■ Description of the task
Whatever the records below say, write them all out exactly.

■ Exercise input

--

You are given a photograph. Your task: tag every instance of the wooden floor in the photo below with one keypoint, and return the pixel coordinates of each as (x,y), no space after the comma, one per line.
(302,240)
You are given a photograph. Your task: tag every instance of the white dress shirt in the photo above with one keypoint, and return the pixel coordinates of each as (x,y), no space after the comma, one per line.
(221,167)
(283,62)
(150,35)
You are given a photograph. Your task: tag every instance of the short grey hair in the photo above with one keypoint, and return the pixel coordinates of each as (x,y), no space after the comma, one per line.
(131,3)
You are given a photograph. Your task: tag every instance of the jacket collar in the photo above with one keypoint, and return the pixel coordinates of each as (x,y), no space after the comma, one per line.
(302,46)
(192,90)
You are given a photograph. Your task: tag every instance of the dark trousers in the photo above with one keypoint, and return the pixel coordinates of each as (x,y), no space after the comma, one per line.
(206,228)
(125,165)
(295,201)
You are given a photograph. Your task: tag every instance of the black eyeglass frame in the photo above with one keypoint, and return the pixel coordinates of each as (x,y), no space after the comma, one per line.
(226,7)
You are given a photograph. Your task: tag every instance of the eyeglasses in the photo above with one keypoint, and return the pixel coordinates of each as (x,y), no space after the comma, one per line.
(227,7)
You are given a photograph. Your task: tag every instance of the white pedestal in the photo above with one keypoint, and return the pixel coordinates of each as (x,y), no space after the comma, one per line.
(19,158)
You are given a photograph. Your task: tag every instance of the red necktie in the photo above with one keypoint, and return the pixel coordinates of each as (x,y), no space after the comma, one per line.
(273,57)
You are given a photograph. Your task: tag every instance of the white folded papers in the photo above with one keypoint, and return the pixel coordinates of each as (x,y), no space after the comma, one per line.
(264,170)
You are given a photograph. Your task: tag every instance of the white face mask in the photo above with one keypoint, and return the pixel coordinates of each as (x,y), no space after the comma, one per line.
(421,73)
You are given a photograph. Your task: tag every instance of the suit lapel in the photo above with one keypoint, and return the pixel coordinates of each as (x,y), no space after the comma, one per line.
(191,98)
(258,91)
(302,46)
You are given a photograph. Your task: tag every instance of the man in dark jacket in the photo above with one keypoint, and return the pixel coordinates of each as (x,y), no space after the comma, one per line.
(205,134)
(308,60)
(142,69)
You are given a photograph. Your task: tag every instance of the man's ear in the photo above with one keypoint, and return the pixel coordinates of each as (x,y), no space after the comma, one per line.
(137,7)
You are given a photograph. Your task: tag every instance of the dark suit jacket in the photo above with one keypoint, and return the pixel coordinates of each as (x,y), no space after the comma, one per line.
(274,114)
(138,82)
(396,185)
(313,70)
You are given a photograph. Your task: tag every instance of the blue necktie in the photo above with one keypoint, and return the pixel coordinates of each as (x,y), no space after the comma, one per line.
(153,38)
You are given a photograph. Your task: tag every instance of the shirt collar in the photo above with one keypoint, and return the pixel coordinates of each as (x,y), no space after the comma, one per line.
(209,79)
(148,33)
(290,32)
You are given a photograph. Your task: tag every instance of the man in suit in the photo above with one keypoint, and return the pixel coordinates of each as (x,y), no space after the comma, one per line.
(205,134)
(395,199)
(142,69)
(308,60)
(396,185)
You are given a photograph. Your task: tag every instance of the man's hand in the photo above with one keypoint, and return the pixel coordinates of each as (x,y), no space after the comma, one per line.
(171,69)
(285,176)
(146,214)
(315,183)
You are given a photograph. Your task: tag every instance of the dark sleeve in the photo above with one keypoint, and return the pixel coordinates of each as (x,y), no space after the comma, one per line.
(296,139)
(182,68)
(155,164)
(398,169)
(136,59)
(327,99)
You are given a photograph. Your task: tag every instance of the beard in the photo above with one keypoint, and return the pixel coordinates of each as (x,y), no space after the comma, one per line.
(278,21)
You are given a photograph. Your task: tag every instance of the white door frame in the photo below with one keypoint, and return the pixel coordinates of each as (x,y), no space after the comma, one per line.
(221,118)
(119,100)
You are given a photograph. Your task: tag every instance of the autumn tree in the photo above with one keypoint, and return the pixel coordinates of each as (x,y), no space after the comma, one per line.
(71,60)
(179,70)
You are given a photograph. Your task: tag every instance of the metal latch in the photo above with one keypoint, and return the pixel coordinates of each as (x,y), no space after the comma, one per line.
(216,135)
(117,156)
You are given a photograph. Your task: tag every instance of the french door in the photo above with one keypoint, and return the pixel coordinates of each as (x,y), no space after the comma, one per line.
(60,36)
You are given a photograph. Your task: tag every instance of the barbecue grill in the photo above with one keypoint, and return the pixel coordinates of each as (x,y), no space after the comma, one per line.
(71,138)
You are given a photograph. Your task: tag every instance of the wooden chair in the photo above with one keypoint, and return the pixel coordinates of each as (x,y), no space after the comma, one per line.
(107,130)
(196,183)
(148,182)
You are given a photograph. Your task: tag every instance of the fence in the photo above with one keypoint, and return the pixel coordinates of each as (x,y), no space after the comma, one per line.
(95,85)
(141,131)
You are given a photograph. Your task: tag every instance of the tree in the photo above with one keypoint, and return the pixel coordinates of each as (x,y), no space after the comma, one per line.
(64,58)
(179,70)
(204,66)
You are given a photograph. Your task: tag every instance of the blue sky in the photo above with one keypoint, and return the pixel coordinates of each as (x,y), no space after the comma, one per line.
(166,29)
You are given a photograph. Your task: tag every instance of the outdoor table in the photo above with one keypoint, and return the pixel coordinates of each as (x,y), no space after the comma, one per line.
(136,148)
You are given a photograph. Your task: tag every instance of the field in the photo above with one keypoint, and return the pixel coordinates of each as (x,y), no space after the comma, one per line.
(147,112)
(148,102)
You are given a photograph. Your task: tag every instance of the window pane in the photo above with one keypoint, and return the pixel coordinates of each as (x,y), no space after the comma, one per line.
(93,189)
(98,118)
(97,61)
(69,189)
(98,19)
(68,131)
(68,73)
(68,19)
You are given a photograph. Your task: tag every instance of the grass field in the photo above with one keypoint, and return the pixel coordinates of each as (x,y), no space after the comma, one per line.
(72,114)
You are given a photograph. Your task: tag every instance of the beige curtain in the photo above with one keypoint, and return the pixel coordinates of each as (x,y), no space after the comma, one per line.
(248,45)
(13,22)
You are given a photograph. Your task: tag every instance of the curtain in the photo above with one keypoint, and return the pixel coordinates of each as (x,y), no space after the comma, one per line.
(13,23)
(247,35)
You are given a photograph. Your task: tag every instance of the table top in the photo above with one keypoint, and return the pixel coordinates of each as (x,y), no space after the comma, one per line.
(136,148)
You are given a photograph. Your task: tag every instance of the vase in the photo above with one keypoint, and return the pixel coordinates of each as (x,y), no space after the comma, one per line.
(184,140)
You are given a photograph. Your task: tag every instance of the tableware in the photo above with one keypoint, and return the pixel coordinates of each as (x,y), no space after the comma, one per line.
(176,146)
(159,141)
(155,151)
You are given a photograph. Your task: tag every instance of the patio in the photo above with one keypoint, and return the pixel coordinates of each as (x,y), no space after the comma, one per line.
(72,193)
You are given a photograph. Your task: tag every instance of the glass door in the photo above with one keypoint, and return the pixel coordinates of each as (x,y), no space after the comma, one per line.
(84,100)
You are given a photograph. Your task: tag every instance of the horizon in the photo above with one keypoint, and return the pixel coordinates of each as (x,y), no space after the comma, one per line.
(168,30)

--

■ Output of the exercise
You are given a photograph. Your task: tag every instance of the wooden floor in the photo below with one keypoint, and return the pixel coordinates of each as (x,y), no space after the comma, one per line.
(302,240)
You are given a photograph. Your task: tag every instance of the white dress shirt in the photo above with one keypoint, and return the pixel coordinates of each as (x,y), no space after the comma, one per line.
(221,167)
(283,62)
(150,35)
You are given a photograph. Your task: tag every instance of the short grey hair in the photo above with one keypoint, and return the pixel coordinates of each as (x,y), no space after the comma, one per line.
(131,3)
You are given a photograph. Your task: tag every instance of the jacket collar in the photo above with one keypoint, and return the pixel coordinates of each as (x,y), no space after the comma, one per line.
(302,46)
(192,90)
You are given a photograph. Your task: tag every instance of the dark trousers in the photo above with one keypoint, and return the pixel coordinates of each as (x,y), no space after the comma, one per line.
(206,228)
(125,165)
(295,201)
You are given a photograph. Your task: tag every instance of the black eyeglass frame in the photo above with one keypoint, and return the pixel coordinates of each as (x,y), no space after the comma, one per line.
(226,7)
You are given a photograph. Your task: tag every instance of the eyeglasses in the photo above with one keypoint, and return the pixel coordinates of each as (x,y), no space after the comma, one per line.
(227,7)
You are given a photograph. Your task: tag every instance of the white pedestal in the photo above with one keypoint, and return the pixel coordinates of each as (x,y), no space after the comma, one per line.
(19,158)
You are given a photograph. Your task: tag every instance of the red necktie in the photo above with one keypoint, and return the pixel coordinates of each as (x,y), no space after the comma, one per line.
(273,57)
You are given a photograph. Your task: tag every instance of the white folded papers in the photo above with one keypoint, and return the pixel coordinates of each as (x,y), no space after the comma, one per line.
(264,170)
You are given a photograph. Your task: tag every instance of the white face mask in the photo above with one keypoint, and return the pixel coordinates of each as (x,y), no space after the comma, one per line.
(421,73)
You are given a photograph. Your task: tag every instance of the suit lapel in the photo above with one keypoint, and return the pixel coordinates of each as (x,y), no space after the comma, one per line.
(191,98)
(258,91)
(302,46)
You are given a photograph. Your task: tag every instance of the man in dark jacket in the photo above with one keypoint, and return the pixel coordinates of each as (x,y), no space after the comma, one per line.
(205,134)
(308,60)
(142,69)
You are given a photograph. Your task: tag every instance of the man's ear in the photo above with one keypoint, and return the pixel coordinates of each as (x,y), no space after the comma, one per line.
(137,7)
You are given a photograph. Your task: tag every instance of the dark suit jacket in the photo above with one keypoint, and return the pixel coordinates of each as (x,y), no space after the comma, one per line.
(274,114)
(138,82)
(396,185)
(313,70)
You are given a photograph. Your task: tag every instance of the blue necktie in the photo above with one keypoint, and return the pixel coordinates of each as (x,y), no space after the comma, one per line.
(153,38)
You are given a photograph. Your task: tag every instance of the shirt collar in the photo above with one keypoint, and return the pixel coordinates of each as (x,y), no space after the comma, one per line.
(209,79)
(148,33)
(290,32)
You are given a photograph. Your task: tag every instance of the man in suit in the photo above with one keypoint, and return the pixel coordinates of each as (x,y), no space after the comma, one per line.
(205,134)
(395,199)
(142,69)
(308,60)
(396,185)
You are given a photograph. Your task: tag every instance of the man's hand in the photo above with one keypoint, and return the pixel coordinates of each as (x,y), no space after the comma, one per line.
(171,69)
(285,176)
(146,214)
(315,183)
You are given a photograph. Your task: tag every instance of the dark sleeve in the photo above with one keypoint, and return the pixel coordinates of each as (x,y), no space after the comma, one per line.
(296,139)
(182,68)
(155,164)
(398,169)
(136,59)
(327,99)
You are given a photograph. Your task: tag every instance of the beard in the photo above with one keypoint, and return the pixel coordinates of each as (x,y), no space after the comma, one per line.
(278,21)
You are given a photograph. Your task: tag every instance of the white door frame in the photo below with one keypoint, and return the pixel coordinates of each as (x,y), no space after the comma, one per line.
(221,118)
(119,100)
You are given a photograph. Your task: tag every instance of the autumn tree in the photo above with one keypoint, and return the pixel coordinates of each as (x,y), no space after the comma, one per line.
(71,60)
(179,70)
You are given a photograph. Your task: tag every instance of the metal latch in the photo above with one keypoint, and return the pixel coordinates of each as (x,y), no space after the comma, one per line.
(216,135)
(117,156)
You are given a photograph. Your task: tag every instance of the french door in the photo above with one keypoint, and return the pixel coordinates of each as (x,y), no space after the comma, one per line.
(60,36)
You are given a photograph. Your task: tag every instance of the barbecue grill in the photo above with one keypoint, and return the pixel coordinates of each as (x,y), no space after the comma, one per line.
(71,138)
You are given a photograph. Your task: tag every instance of the wooden chair in the photo above with one keypoint, and return the pixel coordinates of each as (x,y), no space after the comma, one per line.
(107,130)
(196,183)
(148,182)
You are given a photograph. Your task: tag every instance of the fence in the photo above with one keypoint, and return the pixel coordinates of each as (x,y), no space after the comma, one per line.
(95,85)
(141,131)
You are given a photograph. Your task: tag every instance of the tree in the photo above with one keypoint, and return the pixel coordinates of each as (x,y), no space after the comma, one per line.
(64,58)
(179,70)
(204,66)
You are given a photograph. Your task: tag every instance of the blue sky in the photo above with one keypoint, and return the pixel coordinates of each as (x,y), no space after the comma, one per line.
(166,29)
You are given a photograph. Your task: tag every instance of the outdoor table in the photo above with one keypoint, and return the pixel coordinates of each as (x,y), no space after the comma, one per line.
(136,148)
You are given a photograph. Your task: tag every instance of the field in the photo above with one keypoint, and return the pixel coordinates of each as (x,y), no space after the comma, one per line.
(147,112)
(148,102)
You are given a photograph. Your task: tag every instance of the window pane in the photo above with one keypoint, and return the pixel coordinates of each as (x,y), no space after the comma, one per line.
(93,189)
(98,118)
(97,61)
(69,189)
(98,19)
(68,131)
(68,73)
(68,19)
You are given a photograph. Your task: tag every instance of the grass field in the photo above with one keypoint, and return the pixel coordinates of each as (x,y), no space after the comma, one per line.
(72,114)
You are given a photograph. Your task: tag every instance of the beige curtain in the photo above with one keypoint, and return the pixel coordinates of each as (x,y), no space after the comma, one per line.
(248,45)
(13,22)
You are given a photograph. Your task: tag every instance of the curtain in the photo above with one keypoint, and return the pixel coordinates of each as (x,y), no space after the comma, one per line.
(13,23)
(247,35)
You are given a photograph. Your task: tag every instance of the table top in the photo above with one keypoint, and return the pixel coordinates of each as (x,y), no space after the comma, one per line.
(136,148)
You are given a photograph. Your task: tag every instance of the vase in the photo above with one keypoint, and return the pixel coordinates of each as (x,y), no space after the comma, one per line.
(184,140)
You are given a photograph. Your task: tag every instance of the tableware in the photo above with one keypoint, and return the pixel coordinates of each as (x,y), no space after the comma, one per line.
(176,146)
(159,141)
(155,151)
You are given a photograph. Your task: tag every instance of the patio in the photo above with one keypoint, and return the pixel coordinates of each as (x,y), no space after the comma, one per line.
(72,193)
You are given a photograph. Your task: tag every instance of the glass door in the photo above with one keypoint, and return the pixel coordinates of each as (x,y), no space after the comma, one per line.
(84,100)
You are given a photograph. Your task: tag every instance of the horizon in the photo above with one keypoint, and return the pixel coordinates of each as (x,y), no space after the comma, one per line.
(168,30)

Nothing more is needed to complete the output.